§ YOUR TASK
Output the entries underneath exactly as they are.

§ SOURCE DATA

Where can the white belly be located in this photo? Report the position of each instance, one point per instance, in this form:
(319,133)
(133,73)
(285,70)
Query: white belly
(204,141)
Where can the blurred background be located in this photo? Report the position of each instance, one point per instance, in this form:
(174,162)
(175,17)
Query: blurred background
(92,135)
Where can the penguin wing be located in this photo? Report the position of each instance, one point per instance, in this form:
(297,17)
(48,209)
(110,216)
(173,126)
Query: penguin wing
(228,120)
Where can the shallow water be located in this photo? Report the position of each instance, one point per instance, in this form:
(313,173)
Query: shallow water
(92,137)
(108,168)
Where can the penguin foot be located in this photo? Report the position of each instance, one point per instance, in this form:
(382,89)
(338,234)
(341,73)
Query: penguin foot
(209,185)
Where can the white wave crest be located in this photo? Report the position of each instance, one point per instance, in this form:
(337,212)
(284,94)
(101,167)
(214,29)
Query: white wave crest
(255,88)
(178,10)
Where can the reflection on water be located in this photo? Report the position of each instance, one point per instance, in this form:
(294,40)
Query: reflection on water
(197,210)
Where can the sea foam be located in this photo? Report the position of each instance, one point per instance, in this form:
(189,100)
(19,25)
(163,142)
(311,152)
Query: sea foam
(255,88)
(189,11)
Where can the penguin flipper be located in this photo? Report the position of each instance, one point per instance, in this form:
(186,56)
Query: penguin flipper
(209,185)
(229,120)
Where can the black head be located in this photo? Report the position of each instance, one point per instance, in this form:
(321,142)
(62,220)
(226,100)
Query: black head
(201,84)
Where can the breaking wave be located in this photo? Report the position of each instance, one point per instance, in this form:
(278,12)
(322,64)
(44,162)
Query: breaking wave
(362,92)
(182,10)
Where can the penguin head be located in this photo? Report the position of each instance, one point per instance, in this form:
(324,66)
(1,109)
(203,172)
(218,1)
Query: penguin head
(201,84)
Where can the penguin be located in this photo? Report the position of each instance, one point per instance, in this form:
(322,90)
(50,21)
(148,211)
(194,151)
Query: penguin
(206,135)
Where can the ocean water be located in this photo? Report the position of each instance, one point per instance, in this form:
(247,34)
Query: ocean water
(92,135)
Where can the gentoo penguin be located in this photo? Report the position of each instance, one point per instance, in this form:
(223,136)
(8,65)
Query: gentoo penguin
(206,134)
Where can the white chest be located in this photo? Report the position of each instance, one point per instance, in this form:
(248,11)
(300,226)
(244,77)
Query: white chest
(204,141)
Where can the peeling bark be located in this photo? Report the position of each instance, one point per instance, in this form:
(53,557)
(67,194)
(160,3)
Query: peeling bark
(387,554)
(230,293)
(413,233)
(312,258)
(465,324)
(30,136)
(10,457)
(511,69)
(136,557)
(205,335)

§ FINISHED TASK
Where can the white belly be located in this photo? Report the position of each instance, one point per instance, in this form:
(319,133)
(133,73)
(285,70)
Query: white belly
(204,141)
Where can the blurred background be located in this photo? Report the position of each instance, one point per instance, in this form:
(174,162)
(175,17)
Query: blurred background
(92,135)
Where can the penguin wing be located in this photo? Report the position of each instance, one point per instance, in this form:
(297,17)
(48,209)
(110,216)
(173,126)
Query: penguin wing
(228,120)
Where can the shallow water be located in this photo? Report the position of each instance, one point per instance, in this form:
(313,173)
Query: shallow water
(92,137)
(108,168)
Where can the penguin foot be located in this photo? Report the position of each instance, one point per instance, in this form:
(382,89)
(338,234)
(341,73)
Query: penguin foot
(209,185)
Where can the white wave crest be located in this photo? Report the position of each instance, one point per instance, in this form:
(337,212)
(284,94)
(101,167)
(214,29)
Query: white wave crest
(255,88)
(178,10)
Where can the reflection on water be located in this photo? Report the position of each instance, one point per instance, in this form:
(294,40)
Query: reflection on water
(197,210)
Where can the sea foam be located in this photo? Report the position of each instance, one point per instance, in this form:
(189,100)
(19,25)
(163,142)
(311,152)
Query: sea foam
(255,88)
(189,11)
Where can the penguin flipper be located in this photo? Report the position of each instance, one point per instance, in this form:
(186,56)
Query: penguin flipper
(209,185)
(229,120)
Where can the black head be located in this photo? Report the position of each instance, one point per instance, in this form:
(321,142)
(62,220)
(226,100)
Query: black head
(201,84)
Where can the breaking wave be located in this photo? Report the position of each instance, one point per instance, in this form:
(278,12)
(322,64)
(44,162)
Query: breaking wave
(362,92)
(182,10)
Where can the penguin head be located in this photo? Report the position of each instance, one point per instance, in this form:
(324,66)
(1,109)
(203,172)
(218,1)
Query: penguin head
(201,84)
Where can the penguin be located in this photo? Report the position of each instance, one point per instance, in this form:
(322,90)
(50,21)
(148,211)
(194,151)
Query: penguin
(206,135)
Where can the ocean water be located in this photo? Report the position of each instance, one point per instance, in this form:
(247,34)
Query: ocean water
(92,135)
Where can the gentoo penguin be located in this photo? Report the position of each instance, one point per instance, in this form:
(223,136)
(8,65)
Query: gentoo penguin
(206,134)
Where can the white chest be located in this photo? Report the position of each instance, one point per instance, in this form:
(248,11)
(300,226)
(244,77)
Query: white chest
(204,141)
Where can the peeling bark be located in this photo? Report the position of each instance, one point per instance, in this form:
(53,557)
(67,194)
(160,3)
Query: peeling bark
(387,554)
(230,293)
(413,233)
(312,258)
(465,324)
(30,136)
(10,457)
(511,69)
(136,557)
(205,335)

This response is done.